Exercise inputs
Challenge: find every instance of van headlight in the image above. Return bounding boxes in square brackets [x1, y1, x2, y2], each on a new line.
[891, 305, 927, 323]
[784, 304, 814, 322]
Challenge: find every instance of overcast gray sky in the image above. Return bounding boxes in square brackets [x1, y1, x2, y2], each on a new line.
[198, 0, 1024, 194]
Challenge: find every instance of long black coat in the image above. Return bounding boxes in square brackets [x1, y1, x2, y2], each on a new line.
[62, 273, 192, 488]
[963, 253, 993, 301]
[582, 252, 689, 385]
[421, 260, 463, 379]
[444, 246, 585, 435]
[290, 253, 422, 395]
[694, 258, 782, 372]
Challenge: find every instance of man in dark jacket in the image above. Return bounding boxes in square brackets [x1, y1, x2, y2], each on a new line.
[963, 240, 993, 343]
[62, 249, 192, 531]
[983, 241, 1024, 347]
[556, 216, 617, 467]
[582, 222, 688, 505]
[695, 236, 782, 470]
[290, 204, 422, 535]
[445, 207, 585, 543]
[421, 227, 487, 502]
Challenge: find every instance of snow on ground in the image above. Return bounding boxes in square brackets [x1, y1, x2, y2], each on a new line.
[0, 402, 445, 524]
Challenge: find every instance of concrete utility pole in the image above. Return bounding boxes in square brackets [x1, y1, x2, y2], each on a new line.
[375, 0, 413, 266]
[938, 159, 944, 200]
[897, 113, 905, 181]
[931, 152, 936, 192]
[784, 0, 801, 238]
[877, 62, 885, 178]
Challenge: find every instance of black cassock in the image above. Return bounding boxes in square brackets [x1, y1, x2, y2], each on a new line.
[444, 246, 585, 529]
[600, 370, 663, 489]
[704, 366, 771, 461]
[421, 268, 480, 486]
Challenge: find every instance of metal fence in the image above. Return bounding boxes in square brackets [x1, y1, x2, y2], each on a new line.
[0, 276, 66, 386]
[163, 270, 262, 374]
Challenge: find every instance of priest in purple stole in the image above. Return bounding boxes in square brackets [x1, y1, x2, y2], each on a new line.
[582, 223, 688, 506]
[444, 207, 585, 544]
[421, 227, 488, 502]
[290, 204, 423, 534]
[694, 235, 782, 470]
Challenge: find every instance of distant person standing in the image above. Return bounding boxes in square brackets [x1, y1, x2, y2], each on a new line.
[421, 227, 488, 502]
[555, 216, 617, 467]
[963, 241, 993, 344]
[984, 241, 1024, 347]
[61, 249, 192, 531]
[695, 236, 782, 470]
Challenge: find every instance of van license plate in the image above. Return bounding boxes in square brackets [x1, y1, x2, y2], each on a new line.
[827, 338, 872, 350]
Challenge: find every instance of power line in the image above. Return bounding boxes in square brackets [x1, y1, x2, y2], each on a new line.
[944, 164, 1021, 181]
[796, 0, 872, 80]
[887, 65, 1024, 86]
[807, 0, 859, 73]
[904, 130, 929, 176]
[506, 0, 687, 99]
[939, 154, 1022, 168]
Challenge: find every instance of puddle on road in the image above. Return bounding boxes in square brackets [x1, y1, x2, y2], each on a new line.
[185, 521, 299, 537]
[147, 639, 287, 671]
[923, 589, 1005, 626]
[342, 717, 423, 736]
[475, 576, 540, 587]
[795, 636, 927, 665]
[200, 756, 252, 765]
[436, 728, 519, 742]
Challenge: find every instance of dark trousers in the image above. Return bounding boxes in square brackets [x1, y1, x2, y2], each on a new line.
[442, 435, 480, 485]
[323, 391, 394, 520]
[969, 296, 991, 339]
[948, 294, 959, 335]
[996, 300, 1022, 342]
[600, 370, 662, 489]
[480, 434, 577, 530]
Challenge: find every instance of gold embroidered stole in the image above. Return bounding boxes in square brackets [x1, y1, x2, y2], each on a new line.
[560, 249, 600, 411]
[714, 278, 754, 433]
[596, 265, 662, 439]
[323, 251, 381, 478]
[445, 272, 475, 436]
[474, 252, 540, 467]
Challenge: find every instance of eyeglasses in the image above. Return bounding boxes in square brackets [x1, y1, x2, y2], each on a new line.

Problem requirements
Without any alteration, repeat the entire listing.

Final answer
Challenge: find every instance of van headlight in the image above. Return bounding boxes in square brackets [x1, y1, x2, y2], each on a new line.
[891, 305, 927, 323]
[784, 304, 814, 322]
Challenge: find every instance of overcast gray sky in the image above. Return bounding boxes in square brackets [x1, y1, x2, y2], each on a new line.
[198, 0, 1024, 194]
Challenge: find every instance of long black coat in the image above. Return bounding boxes in square brackets [x1, y1, x2, y2], each on a new line.
[62, 273, 192, 488]
[963, 253, 993, 301]
[582, 252, 689, 385]
[421, 260, 463, 379]
[444, 246, 585, 435]
[290, 253, 422, 395]
[694, 258, 782, 372]
Challenge: find every instance of man in dark jacket in the image above. Return bounding boxes in square brackets [x1, y1, x2, y2], each on a new line.
[963, 240, 993, 343]
[62, 249, 192, 531]
[983, 241, 1024, 347]
[556, 216, 617, 467]
[582, 222, 688, 505]
[695, 236, 782, 470]
[290, 204, 422, 535]
[445, 207, 585, 543]
[421, 227, 487, 502]
Challenge: find every instance of snow on ground in the image above. Return bounding boxes in square brackets [x1, y1, x2, y2], each on a new line.
[0, 402, 445, 524]
Challenge: find every instance of concrete utility pole in the image above. Return bounding boxes in square brackets [x1, y1, x2, y2], each on a new line.
[375, 0, 413, 266]
[938, 159, 944, 200]
[897, 113, 905, 181]
[931, 152, 936, 192]
[784, 0, 801, 238]
[877, 62, 885, 178]
Challenge: find every instance of black cassock in the image above. Return bounding boxes in square brackets [x1, y1, x2, y2], each on a new line.
[444, 246, 585, 529]
[600, 370, 663, 489]
[704, 366, 771, 461]
[421, 268, 480, 486]
Challenge: find every instance of metal fence in the image above. Return bounding boxes in square brackets [x1, y1, x2, y2], each on a new line.
[0, 276, 66, 386]
[163, 270, 262, 374]
Challenge: find every instance of priest in purple stole in the image above. Return bounding boxes in square brackets [x1, y1, x2, y2], each on a new line.
[582, 223, 688, 506]
[444, 207, 585, 544]
[421, 227, 488, 502]
[290, 204, 423, 534]
[694, 235, 782, 470]
Challenge: find every instance of distant person standing in the image above. Return bounding boxes in square brackets [x1, y1, x2, y2], each on a new line.
[421, 227, 488, 502]
[555, 216, 617, 467]
[963, 241, 993, 344]
[984, 241, 1024, 347]
[61, 249, 192, 531]
[695, 236, 782, 470]
Challenge: find every instance of van license plate in the image above. Return bounding boxes in square brackets [x1, y1, x2, y2], each on a new line.
[827, 338, 872, 350]
Challenge: find every instance of power line in the image above. Return bounding boxes in square brackets [x1, y1, x2, y2], each on a new line.
[944, 164, 1021, 181]
[796, 0, 872, 80]
[887, 65, 1024, 86]
[807, 0, 859, 73]
[904, 130, 929, 176]
[506, 0, 687, 99]
[939, 154, 1022, 168]
Challenge: find every instance of puddle on road in the image above. Return bounding boxes in square brackets [x1, y1, x2, y2], each on a new line.
[185, 521, 299, 537]
[147, 639, 287, 671]
[923, 589, 1005, 626]
[342, 717, 423, 736]
[475, 576, 540, 587]
[795, 636, 927, 665]
[200, 756, 252, 765]
[436, 728, 519, 742]
Challenge: find every instance of dark trousers in the image above. Return bounding boxes in square brackets [x1, y1, x2, y2], each on a new line.
[442, 435, 480, 485]
[323, 391, 394, 520]
[969, 296, 991, 339]
[948, 294, 959, 335]
[996, 300, 1022, 342]
[600, 370, 662, 489]
[480, 434, 577, 530]
Challenge: find every instance of gold embroidered stole in the image above. Return bounding boxes in square brackets [x1, y1, x2, y2], each on a new line.
[560, 249, 600, 411]
[714, 278, 754, 433]
[596, 265, 662, 439]
[323, 251, 381, 478]
[445, 272, 475, 436]
[474, 252, 540, 467]
Challenge: find every instance of eyeglasses in the image above. Return bounding boxes in square brackets [x1, y1, x2, y2], each on a new line.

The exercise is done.